From the rows below, copy out each line that contains the word "blue".

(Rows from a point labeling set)
—————

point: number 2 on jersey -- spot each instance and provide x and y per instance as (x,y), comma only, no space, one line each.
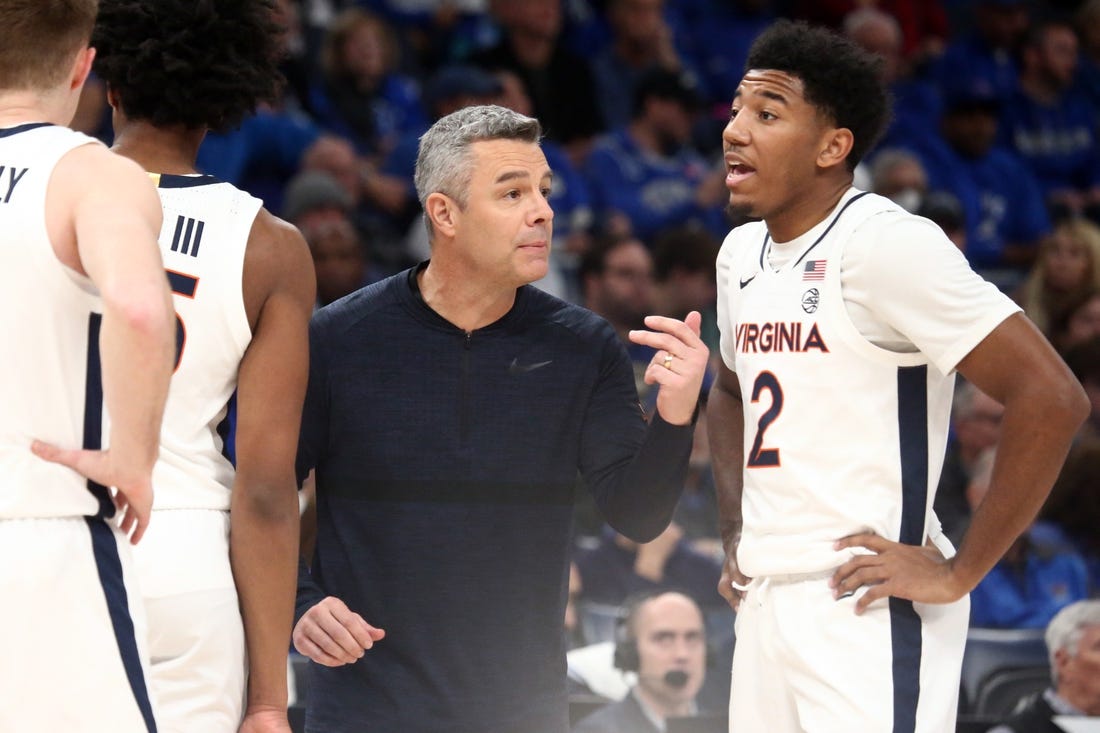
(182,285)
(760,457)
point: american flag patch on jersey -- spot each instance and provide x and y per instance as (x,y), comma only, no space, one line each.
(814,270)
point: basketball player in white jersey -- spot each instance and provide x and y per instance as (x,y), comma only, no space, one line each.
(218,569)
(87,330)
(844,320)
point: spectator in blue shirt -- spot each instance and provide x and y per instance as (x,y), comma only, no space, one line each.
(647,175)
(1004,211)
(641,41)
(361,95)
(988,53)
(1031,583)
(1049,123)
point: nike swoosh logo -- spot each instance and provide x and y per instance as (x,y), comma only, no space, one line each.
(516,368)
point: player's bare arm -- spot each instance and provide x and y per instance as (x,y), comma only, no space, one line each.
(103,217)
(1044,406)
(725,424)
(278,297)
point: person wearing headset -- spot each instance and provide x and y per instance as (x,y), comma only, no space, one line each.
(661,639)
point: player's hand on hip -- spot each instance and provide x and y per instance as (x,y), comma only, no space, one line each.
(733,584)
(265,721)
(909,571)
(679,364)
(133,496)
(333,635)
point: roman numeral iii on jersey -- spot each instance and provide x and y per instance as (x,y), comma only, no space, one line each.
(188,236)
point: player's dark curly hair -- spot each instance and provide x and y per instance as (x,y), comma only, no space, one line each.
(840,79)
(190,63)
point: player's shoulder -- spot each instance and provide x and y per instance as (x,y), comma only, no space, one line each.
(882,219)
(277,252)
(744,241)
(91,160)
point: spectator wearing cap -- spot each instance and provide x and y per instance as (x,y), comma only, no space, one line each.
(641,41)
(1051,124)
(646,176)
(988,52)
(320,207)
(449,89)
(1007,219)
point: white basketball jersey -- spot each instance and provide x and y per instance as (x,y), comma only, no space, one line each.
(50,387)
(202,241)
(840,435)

—————

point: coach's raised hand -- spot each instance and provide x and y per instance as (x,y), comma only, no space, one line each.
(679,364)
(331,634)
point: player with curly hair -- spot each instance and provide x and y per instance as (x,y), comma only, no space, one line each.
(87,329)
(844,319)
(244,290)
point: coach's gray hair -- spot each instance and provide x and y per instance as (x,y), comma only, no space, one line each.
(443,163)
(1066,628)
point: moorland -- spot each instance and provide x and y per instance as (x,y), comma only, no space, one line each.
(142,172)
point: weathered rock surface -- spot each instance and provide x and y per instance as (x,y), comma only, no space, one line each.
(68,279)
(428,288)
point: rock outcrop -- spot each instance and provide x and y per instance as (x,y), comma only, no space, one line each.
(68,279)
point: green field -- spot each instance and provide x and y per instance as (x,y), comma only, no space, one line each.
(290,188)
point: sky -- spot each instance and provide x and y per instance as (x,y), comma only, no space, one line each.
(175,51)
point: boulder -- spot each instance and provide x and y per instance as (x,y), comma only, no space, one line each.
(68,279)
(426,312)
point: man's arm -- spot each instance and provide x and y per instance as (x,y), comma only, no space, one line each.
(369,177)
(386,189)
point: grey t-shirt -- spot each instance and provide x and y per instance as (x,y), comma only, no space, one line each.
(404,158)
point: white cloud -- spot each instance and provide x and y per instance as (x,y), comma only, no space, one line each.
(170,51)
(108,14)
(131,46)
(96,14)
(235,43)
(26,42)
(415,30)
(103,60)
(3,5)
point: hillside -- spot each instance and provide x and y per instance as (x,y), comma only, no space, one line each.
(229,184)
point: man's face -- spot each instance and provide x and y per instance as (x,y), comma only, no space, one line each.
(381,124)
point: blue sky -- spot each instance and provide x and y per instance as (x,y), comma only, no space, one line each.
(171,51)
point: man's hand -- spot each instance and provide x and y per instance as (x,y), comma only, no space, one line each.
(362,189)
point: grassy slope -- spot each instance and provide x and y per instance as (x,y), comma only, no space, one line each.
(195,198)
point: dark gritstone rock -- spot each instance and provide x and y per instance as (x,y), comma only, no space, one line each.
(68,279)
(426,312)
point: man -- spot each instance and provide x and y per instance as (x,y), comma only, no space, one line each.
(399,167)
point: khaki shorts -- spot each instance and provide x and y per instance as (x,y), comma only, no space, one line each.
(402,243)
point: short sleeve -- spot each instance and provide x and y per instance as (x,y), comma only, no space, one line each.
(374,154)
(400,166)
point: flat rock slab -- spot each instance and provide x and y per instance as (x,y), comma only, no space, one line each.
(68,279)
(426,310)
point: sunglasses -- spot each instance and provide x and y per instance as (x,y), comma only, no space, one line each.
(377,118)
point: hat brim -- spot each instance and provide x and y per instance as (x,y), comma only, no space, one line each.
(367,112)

—————

*The result*
point: spectator in blue shirt -- spot each instance and provide x and y per instance as (x,y), comma only, no space, one line each.
point: blue sky -- spot each instance and provide x and y per instance as (x,y), comma only, no space, one line each.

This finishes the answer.